Recorded data:

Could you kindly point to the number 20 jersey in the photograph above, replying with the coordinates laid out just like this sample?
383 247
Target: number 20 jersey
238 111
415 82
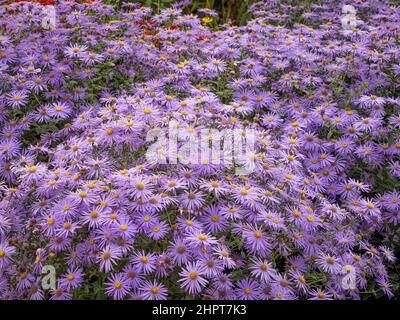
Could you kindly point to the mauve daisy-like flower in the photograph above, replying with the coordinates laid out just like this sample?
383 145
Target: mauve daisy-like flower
328 263
72 279
6 253
192 278
248 289
117 286
152 290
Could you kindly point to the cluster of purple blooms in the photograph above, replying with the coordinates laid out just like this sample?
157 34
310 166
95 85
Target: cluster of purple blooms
77 102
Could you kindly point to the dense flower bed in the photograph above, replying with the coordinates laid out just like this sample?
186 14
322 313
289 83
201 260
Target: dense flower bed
78 101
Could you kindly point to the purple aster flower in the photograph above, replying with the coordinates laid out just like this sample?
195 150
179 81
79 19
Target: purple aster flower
191 278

● Exercise
Pull every line of the listing above into your reply without changing a word, and leave out the pictures.

● Expected answer
Could you kindly point to the number 20 jersey in the photograph above, replying with the coordinates laid out just like this sample?
383 247
Target: number 20 jersey
238 111
415 82
Could you kindly point to the mauve daisy-like flower in the photograph above, replying with the coordinates laid out just like this sample?
383 145
Target: mauve daisy-like flower
328 263
72 279
6 253
192 278
248 289
117 286
152 290
Could you kindly point to the cluster of purple blooms in the photograph above, replying with the coordinates laid out just like this sample?
157 34
310 166
95 85
Target: cluster of purple blooms
77 102
Could you kindly point to the dense flower bed in the photograph above, replying with the coordinates laid out just like this sample?
186 14
322 313
289 83
201 260
Target: dense flower bed
78 101
Could you kindly point to the purple aster flower in the photograph above, replying with the coordinates laid out just like this sample?
195 150
179 81
79 19
Target: purple aster flower
191 278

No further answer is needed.